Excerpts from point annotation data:
%%
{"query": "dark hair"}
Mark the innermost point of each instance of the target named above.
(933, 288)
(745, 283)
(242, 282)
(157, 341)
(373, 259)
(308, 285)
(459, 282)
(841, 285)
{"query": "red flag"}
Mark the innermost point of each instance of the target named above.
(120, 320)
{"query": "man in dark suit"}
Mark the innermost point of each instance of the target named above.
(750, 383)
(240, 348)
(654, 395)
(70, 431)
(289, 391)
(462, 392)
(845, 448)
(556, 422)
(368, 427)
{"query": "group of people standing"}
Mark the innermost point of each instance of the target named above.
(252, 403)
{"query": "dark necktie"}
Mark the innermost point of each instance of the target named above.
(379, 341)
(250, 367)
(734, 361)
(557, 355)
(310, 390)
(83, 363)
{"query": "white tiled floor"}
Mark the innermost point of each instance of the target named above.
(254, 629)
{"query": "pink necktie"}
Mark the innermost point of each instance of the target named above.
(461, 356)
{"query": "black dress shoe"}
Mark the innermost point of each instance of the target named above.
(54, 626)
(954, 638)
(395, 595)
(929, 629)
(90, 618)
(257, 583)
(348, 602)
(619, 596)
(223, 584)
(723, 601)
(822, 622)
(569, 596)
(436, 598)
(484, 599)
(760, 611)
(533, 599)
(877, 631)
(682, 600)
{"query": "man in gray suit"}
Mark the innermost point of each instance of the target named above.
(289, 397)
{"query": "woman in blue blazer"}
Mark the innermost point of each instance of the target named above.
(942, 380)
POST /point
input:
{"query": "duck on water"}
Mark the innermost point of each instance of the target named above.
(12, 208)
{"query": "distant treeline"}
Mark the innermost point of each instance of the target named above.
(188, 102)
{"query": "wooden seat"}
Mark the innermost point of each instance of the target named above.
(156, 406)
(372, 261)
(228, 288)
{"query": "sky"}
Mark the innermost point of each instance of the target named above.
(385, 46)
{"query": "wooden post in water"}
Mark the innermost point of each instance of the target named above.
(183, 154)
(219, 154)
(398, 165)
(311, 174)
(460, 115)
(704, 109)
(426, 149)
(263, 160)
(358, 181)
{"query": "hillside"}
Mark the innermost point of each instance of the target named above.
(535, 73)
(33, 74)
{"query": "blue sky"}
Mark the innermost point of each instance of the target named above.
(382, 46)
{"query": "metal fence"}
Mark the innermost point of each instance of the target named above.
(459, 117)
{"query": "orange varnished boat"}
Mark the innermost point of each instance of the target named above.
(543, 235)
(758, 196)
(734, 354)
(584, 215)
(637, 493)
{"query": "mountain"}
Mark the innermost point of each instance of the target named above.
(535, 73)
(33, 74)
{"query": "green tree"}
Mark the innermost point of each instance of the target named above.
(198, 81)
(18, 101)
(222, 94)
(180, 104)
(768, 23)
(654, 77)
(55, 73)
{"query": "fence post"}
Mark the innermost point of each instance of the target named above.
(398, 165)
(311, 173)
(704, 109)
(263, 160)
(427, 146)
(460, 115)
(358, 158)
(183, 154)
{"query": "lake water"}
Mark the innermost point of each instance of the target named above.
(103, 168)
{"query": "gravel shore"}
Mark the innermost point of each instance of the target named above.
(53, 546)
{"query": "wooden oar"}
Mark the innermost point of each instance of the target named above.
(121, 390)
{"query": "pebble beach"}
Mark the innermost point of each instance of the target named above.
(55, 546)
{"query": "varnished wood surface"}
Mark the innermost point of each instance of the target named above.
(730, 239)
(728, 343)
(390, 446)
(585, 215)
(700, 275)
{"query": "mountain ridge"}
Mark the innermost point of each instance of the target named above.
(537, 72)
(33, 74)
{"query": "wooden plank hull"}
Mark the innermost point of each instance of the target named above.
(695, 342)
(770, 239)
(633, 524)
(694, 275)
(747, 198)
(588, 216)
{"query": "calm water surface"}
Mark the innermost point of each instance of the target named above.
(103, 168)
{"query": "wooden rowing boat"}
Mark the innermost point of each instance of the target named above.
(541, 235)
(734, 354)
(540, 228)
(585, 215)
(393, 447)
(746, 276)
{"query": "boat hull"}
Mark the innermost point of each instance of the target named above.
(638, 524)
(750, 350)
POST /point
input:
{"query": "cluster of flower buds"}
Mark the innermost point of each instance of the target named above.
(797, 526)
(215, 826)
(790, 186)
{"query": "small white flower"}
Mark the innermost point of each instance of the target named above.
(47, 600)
%%
## GOAL
Count the lines in the items above that contain the string "necktie". Give only the number.

## TASK RESPONSE
2